Exercise instructions: Report every line in the records below that holds the word "pixels".

Saved entries
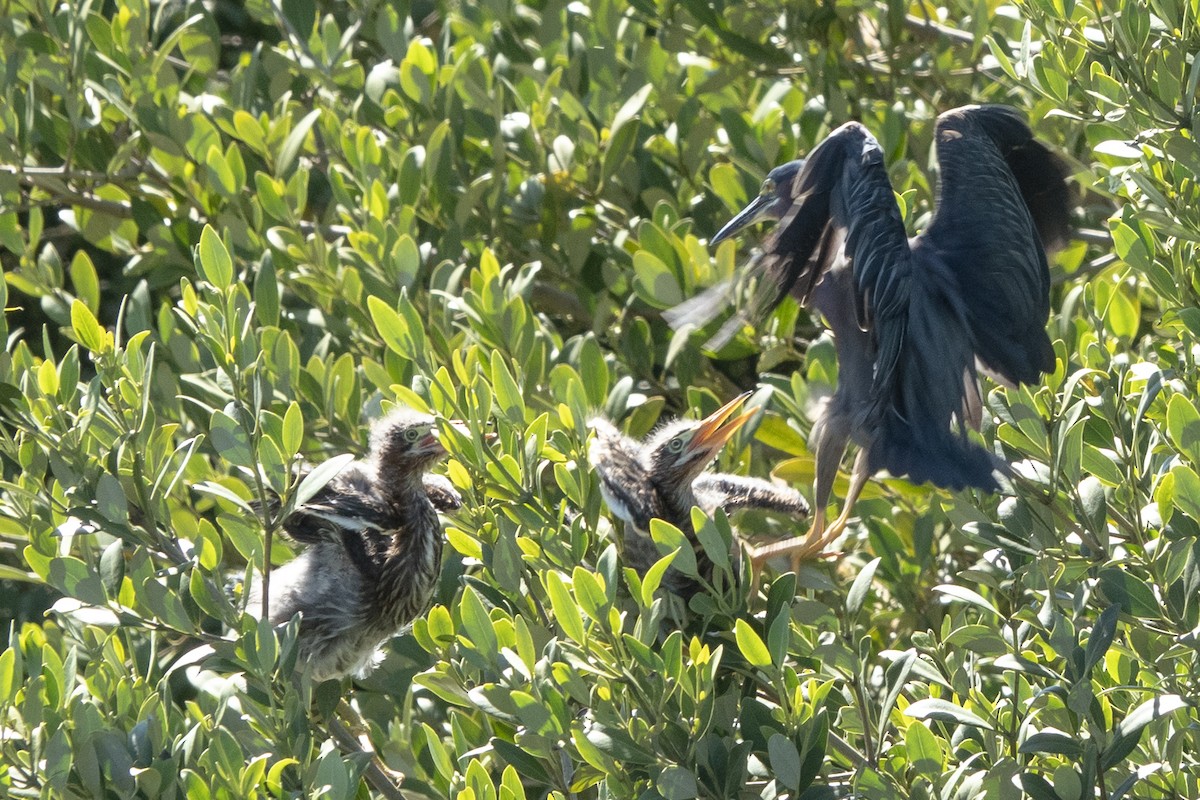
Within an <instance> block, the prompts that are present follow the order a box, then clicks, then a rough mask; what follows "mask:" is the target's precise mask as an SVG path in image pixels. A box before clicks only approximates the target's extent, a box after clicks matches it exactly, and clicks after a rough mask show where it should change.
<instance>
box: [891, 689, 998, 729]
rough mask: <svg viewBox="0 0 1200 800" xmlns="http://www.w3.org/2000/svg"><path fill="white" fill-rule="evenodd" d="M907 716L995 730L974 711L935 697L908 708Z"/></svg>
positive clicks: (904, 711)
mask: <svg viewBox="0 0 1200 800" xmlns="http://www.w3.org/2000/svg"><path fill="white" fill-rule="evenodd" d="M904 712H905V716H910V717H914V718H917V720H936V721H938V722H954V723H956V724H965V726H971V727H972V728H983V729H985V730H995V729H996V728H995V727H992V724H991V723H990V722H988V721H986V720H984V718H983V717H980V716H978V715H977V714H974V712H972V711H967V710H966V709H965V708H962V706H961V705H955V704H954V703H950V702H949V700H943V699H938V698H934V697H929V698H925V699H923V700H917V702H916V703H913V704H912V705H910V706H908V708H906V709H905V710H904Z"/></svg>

--

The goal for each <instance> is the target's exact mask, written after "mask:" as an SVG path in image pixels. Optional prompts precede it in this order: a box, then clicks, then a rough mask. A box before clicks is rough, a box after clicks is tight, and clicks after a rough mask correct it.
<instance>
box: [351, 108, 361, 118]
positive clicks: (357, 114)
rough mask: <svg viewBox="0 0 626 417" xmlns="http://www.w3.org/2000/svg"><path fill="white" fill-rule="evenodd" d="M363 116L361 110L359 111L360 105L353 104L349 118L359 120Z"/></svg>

Exercise output:
Within an <instance> block, the prompts that are present follow the order a box, then clicks, then a rough mask; what follows "mask:" is the target's precise mask as an SVG path in image pixels. A box before clicks only approximates the target's extent, a box after clicks matches it exactly, and clicks after a rough mask show where it should change.
The goal for each <instance> is the target's exact mask, written after "mask:" as an SVG path in image pixels. Optional prompts precede it in this order: a box, then clicks, then a rough mask. A box before clicks is rough, a box after clicks is tight, and clicks after a rough mask correct it.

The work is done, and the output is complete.